### INSTRUCTIONS TO FOLLOW
Find every line in the records that contains the word "trousers", and copy each such line. Case counts.

——————————

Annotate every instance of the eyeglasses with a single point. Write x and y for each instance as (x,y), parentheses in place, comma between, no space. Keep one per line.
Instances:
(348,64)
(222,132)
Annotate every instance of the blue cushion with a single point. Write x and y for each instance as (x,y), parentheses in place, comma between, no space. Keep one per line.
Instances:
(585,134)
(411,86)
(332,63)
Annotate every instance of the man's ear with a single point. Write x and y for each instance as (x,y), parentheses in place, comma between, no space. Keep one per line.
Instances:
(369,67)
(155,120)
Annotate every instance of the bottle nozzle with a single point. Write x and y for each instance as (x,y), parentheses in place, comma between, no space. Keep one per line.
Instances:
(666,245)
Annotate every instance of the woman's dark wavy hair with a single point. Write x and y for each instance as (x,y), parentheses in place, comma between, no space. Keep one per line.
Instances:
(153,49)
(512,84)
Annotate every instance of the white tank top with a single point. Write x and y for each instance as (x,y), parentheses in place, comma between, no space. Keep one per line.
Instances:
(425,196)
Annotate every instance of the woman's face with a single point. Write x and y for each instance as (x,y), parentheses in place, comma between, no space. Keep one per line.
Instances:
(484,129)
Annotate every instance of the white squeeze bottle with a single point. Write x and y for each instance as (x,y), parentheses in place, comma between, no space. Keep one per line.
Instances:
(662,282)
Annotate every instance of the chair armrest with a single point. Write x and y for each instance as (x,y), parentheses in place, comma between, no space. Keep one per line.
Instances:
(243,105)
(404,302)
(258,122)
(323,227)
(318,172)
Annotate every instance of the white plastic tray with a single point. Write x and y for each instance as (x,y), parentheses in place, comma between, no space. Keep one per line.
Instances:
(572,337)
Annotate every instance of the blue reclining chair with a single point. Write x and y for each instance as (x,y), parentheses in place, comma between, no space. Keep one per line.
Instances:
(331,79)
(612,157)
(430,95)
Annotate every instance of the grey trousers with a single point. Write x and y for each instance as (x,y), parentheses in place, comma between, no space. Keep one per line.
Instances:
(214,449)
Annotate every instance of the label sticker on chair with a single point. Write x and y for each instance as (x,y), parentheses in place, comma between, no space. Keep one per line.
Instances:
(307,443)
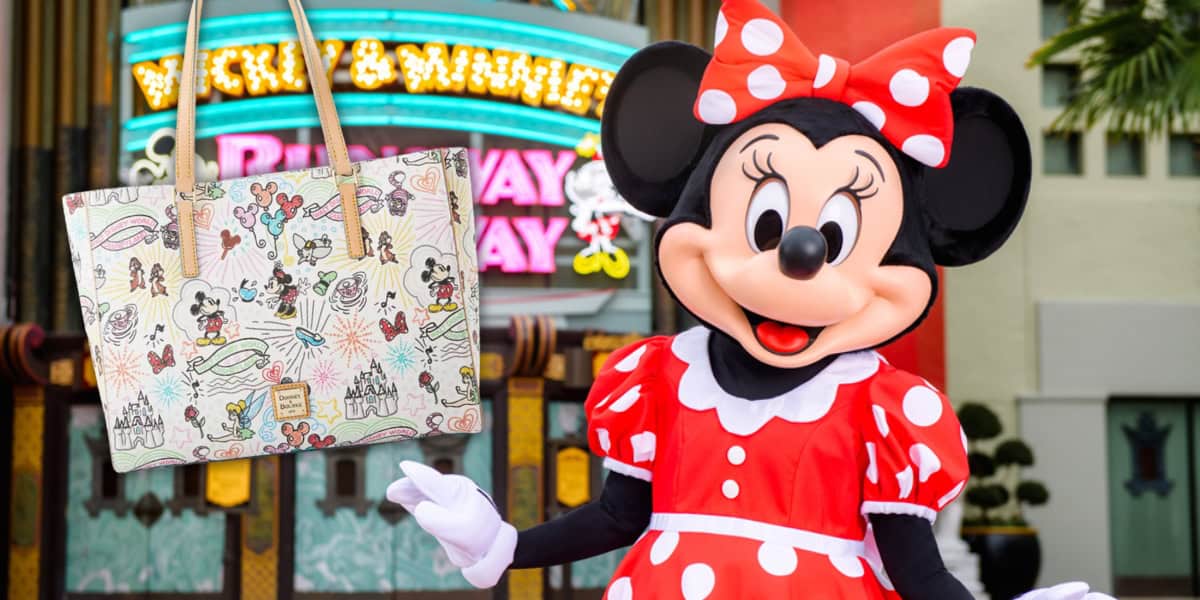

——————————

### PROBLEM SOLUTION
Annotate every instance of the grey trousers with a single point. Write x and y for each instance as (x,y), parentheses in place, comma between, no space. Keep one per line.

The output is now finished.